• Written task
Repeat the following rows word for word, leaving the pictures out of your answer.

(Records from a dataset)
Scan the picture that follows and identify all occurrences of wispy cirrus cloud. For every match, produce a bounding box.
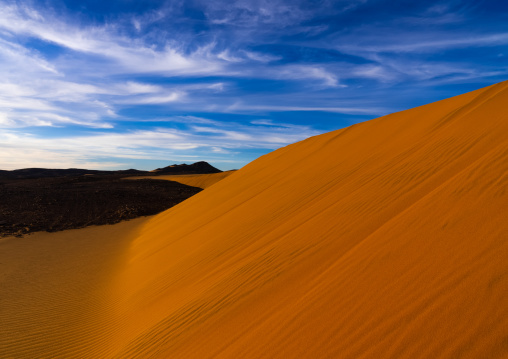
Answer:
[0,0,508,168]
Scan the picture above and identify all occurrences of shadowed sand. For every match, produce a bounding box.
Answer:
[0,82,508,358]
[125,171,235,189]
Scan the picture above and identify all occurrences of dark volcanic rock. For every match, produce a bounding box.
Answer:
[0,174,201,236]
[151,161,222,175]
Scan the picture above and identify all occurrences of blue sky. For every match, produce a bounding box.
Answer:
[0,0,508,170]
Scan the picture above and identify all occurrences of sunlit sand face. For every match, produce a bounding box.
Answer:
[0,82,508,358]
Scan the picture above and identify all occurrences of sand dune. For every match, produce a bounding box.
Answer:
[126,171,235,188]
[0,82,508,358]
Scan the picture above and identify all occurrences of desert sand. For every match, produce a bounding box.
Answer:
[125,171,235,189]
[0,82,508,358]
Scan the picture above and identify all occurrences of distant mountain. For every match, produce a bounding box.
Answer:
[0,161,222,179]
[151,161,222,175]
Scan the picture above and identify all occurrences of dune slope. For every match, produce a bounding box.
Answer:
[112,82,508,358]
[1,82,508,358]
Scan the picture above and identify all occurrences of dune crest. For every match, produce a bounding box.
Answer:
[0,82,508,358]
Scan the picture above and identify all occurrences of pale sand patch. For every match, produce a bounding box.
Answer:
[0,217,149,358]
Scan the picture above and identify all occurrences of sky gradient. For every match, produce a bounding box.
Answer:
[0,0,508,170]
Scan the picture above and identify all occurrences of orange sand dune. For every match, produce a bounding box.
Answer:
[0,82,508,358]
[126,171,235,188]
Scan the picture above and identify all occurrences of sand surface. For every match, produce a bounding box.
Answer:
[0,82,508,358]
[126,171,235,189]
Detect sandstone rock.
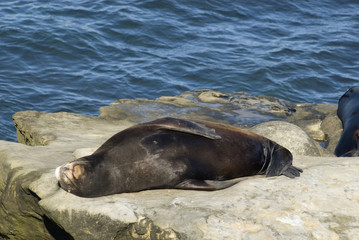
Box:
[0,91,348,239]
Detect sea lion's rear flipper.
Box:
[147,117,221,139]
[282,165,303,178]
[175,179,239,191]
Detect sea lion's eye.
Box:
[72,165,85,179]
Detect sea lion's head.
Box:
[265,141,303,178]
[55,157,107,197]
[337,86,359,120]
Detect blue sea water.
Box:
[0,0,359,141]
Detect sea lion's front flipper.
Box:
[147,117,221,139]
[175,179,239,191]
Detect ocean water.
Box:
[0,0,359,141]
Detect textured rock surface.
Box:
[0,91,359,239]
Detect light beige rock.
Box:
[0,91,348,240]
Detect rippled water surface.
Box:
[0,0,359,140]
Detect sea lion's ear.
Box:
[266,142,301,177]
[72,164,85,179]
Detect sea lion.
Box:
[335,87,359,157]
[56,118,302,197]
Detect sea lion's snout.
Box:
[55,162,84,192]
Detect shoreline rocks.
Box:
[0,90,359,239]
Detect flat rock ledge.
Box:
[0,90,359,240]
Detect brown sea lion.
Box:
[335,87,359,157]
[56,118,302,197]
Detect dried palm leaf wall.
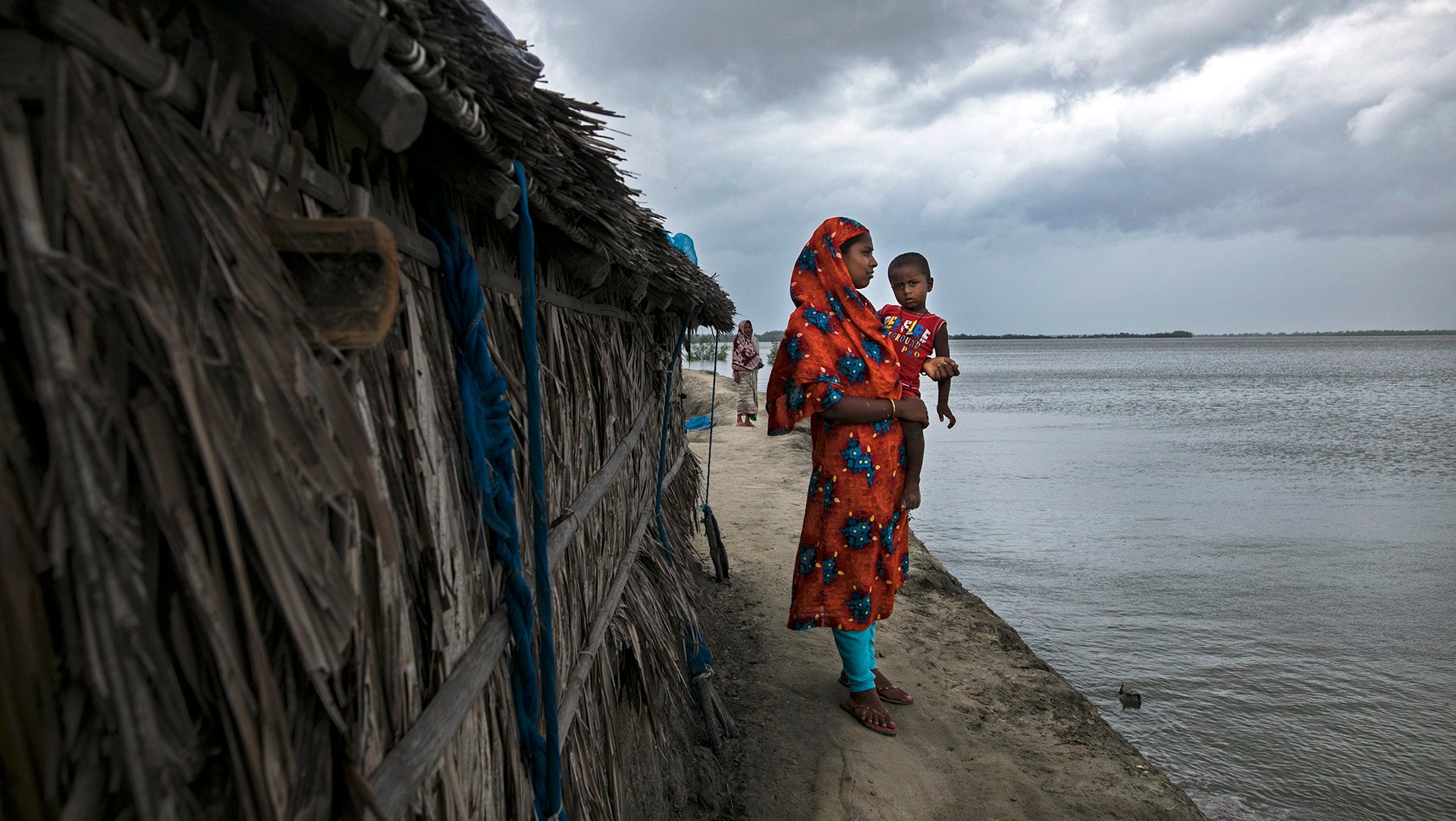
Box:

• Correct result
Scan the picture that follows and identify all occurrences of wispy cirrus cloud. For every match, produce a bounding box.
Answer:
[0,0,508,168]
Scan the picture above and identify all occurrences of shadowed sand. For every match, produce a bounding box.
Answer:
[0,82,508,358]
[125,171,235,189]
Scan the picture above and identify all occurrences of dark volcanic rock. For every match, produce a bounding box.
Answer:
[0,174,201,236]
[151,161,222,175]
Scan the picture above and identify all occurrences of blue sky. For every match, produce a bounding box.
Answer:
[0,0,508,170]
Scan the picture above and identify all occurrences of sunlit sand face. For every match, produce a bounding box.
Answer:
[0,82,508,358]
Scan the picture above and identify all occurrences of sand dune. For every match, produce a bounding box.
Answer:
[126,171,235,188]
[0,82,508,358]
Scan the picture above and identify all occurrences of desert sand. For every match, produce a bounding box.
Answer:
[125,171,235,189]
[0,82,508,358]
Scan the picture above and identify all occurrences of distant mountain. For every match, produce a bounding box.
Answer:
[0,161,222,179]
[151,161,222,175]
Scan the picture above and identify all occurrences of dune slope. For every match, produce a bounding box.
Answer:
[112,82,508,358]
[1,82,508,358]
Scan the picture above and identify all occurrences of dune crest. For every match, produce a bounding box.
Answer:
[0,82,508,358]
Scan the picture above and identify all occurrences of pale sand patch. For every match, produce a bounding box.
Answer:
[0,217,149,358]
Scan the picture above and identify all occurrences of sky gradient. For every match, produce a bounding box.
Answer:
[0,0,508,170]
Scan the picture above and identify all occurrences of orange sand dune. For every match, produce a bounding box.
Answer:
[0,82,508,358]
[126,171,235,188]
Scan the picture above and identify all occurrences of sand surface. For every match, produce a bounding box.
Answer:
[0,82,508,358]
[126,171,235,189]
Detect sandstone rock.
Box:
[0,91,348,239]
Detect sea lion's rear flipper.
Box:
[147,117,221,139]
[282,165,303,178]
[175,179,239,191]
Detect sea lion's eye.
Box:
[72,165,85,179]
Detect sea lion's head.
Box:
[265,141,303,178]
[55,157,107,197]
[337,86,359,120]
Detect blue sea water.
Box:
[0,0,359,141]
Detect sea lion's front flipper.
Box:
[147,117,221,139]
[175,179,239,191]
Detect ocean water.
Box:
[0,0,359,141]
Detect textured rock surface.
Box:
[0,91,359,239]
Detect light beige rock.
Box:
[0,91,348,240]
Detect rippled water surface.
Box:
[0,0,359,140]
Detect sea lion's ear.
Box:
[266,142,301,177]
[72,164,85,179]
Detect sea lion.
Box:
[335,87,359,157]
[56,118,302,197]
Detect sea lion's snout.
Box:
[55,162,84,192]
Detect shoreline rocks.
Box:
[0,90,359,239]
Detect flat rock ledge.
Box:
[0,90,359,240]
Detect brown sea lion.
Box:
[335,87,359,157]
[56,118,302,197]
Detect dried palm leaf wall.
Box:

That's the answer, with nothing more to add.